Requirement:
Locate each line in the material that contains the word "white", and copy every such line.

Material for this task:
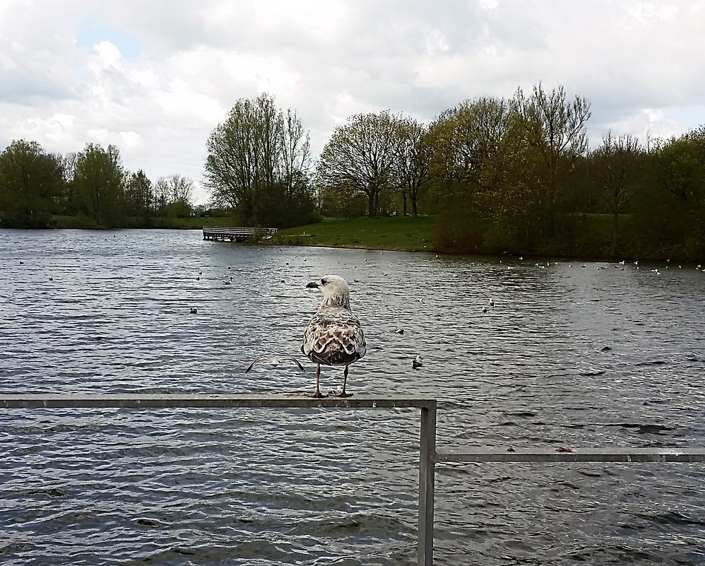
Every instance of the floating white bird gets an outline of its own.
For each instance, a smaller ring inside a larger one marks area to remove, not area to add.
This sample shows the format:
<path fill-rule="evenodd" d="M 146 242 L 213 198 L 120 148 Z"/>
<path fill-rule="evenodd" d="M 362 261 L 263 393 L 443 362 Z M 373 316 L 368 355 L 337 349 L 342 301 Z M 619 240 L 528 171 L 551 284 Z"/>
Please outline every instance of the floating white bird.
<path fill-rule="evenodd" d="M 301 345 L 301 351 L 317 364 L 316 391 L 312 396 L 324 396 L 320 388 L 321 364 L 345 366 L 343 389 L 333 394 L 350 396 L 345 392 L 348 367 L 367 351 L 360 320 L 350 312 L 350 288 L 345 280 L 337 275 L 326 275 L 306 286 L 320 289 L 323 293 L 318 310 L 304 331 L 304 341 Z"/>
<path fill-rule="evenodd" d="M 257 364 L 267 363 L 267 364 L 270 364 L 271 365 L 277 366 L 277 365 L 279 365 L 280 364 L 283 363 L 284 362 L 293 362 L 295 364 L 296 364 L 299 367 L 299 369 L 301 371 L 302 371 L 302 372 L 305 372 L 306 371 L 304 369 L 304 366 L 302 366 L 301 365 L 301 362 L 298 360 L 297 360 L 295 358 L 294 358 L 293 356 L 290 356 L 290 355 L 282 355 L 282 356 L 279 356 L 279 355 L 262 355 L 262 356 L 260 356 L 259 358 L 258 358 L 254 362 L 252 362 L 252 363 L 251 363 L 249 366 L 247 366 L 247 369 L 245 370 L 245 373 L 247 373 L 247 372 L 249 372 L 250 370 L 251 370 L 253 367 L 254 367 L 254 366 L 256 366 Z"/>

Task solution:
Every instance of the floating white bird gets an outline of its own.
Please outline every instance of the floating white bird.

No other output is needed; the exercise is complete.